Textauszug

Das war der Zeitpunkt, zu dem Red Bull erstmals in sein Leben trat. Vettels solide Leistung in Amerika war nicht unbeobachtet geblieben. Toro Rosso - das Satelliten-Team des österreichisch-britischen Kaders - bot ihm einen Platz an, um Scott Speed für den letzten Teil der Saison 2007 zu ersetzen: Trotz seines vielversprechenden Nachnamens verließ der US Amerikanische Fahrer die F1 und kehrte nicht zurück.

Beim Großen Preis von Japan 2007 zeigten sich erstmals die beiden Seiten von Vettels künftigem Schicksal. Bei sintflutartigen Regenfällen kam er bis auf wenige Zentimeter an das Podium heran und bewies im Nassen enormes Selbstvertrauen. Doch dann wurde er von Mark Webber (der damals für Red Bull fuhr) während einer Safety-Car-Phase aus dem Rennen bugsiert. Unter Tränen kehrte Vettel an die Box zurück. Doch beim darauf folgenden Großen Preis von China belegte er einen hervorragenden vierten Rang, der ihm für 2008 einen festen Platz bei Toro Rosso einbrachte.

Das sollte Vettels Jahr des Durchbruchs werden. Seine meisterliche Fahrt in Monza, wieder unter monsunartigen Bedingungen, bescherte dem Deutschen seinen ersten Formel 1 Sieg, zugleich der erste und einzige für das ehemalige Minardi-Team. Und nicht nur das: Vettel wurde mit 21 Jahren und 73 Tagen jüngster Grand-Prix-Sieger aller Zeiten. Diesen Rekord verlor er 2016 an Max Verstappen, denn der Niederländer gewann den Großen Preis von Spanien im Alter von 18 Jahren und 228 Tagen. Doch die Leistung Vettels in Monza ebnete ihm den Weg ins Red Bull Hauptteam. Dort wurde er Teamkollege von Mark Webber und erzielte immer bessere Ergebnisse: 2009 holte Vettel zwei Siege, vier zweite Plätze und kam drei Mal als Dritter ins Ziel. Am Ende der Saison belegte er den zweiten Platz in der Fahrerwertung, gemeinsam mit Jenson Button, dessen Brawn GP während der gesamten ersten Saisonhälfte unschlagbar war.

Aufgabe
Nenne alle Rennfahrer außer Vettel, die im Textauszug über Vettel namentlich vorkommen. Die Einträge stammen aus einer anderen Quelle als der Textauszug.

(Einträge mit Koordinatenannotationen)

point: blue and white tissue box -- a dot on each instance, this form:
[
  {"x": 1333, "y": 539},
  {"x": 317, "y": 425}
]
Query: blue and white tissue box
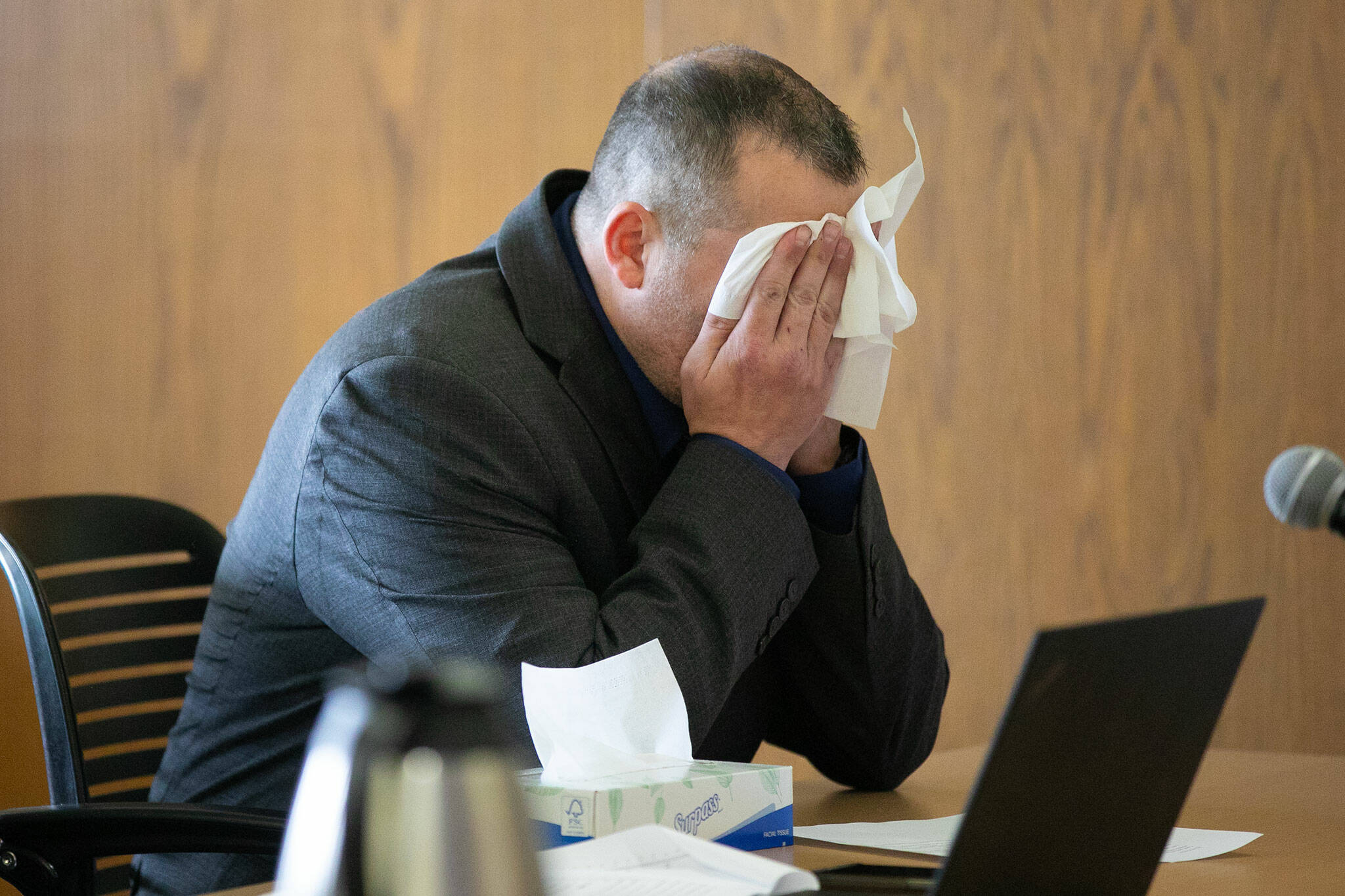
[{"x": 738, "y": 803}]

Lösung
Scott Speed, Mark Webber, Max Verstappen, Jenson Button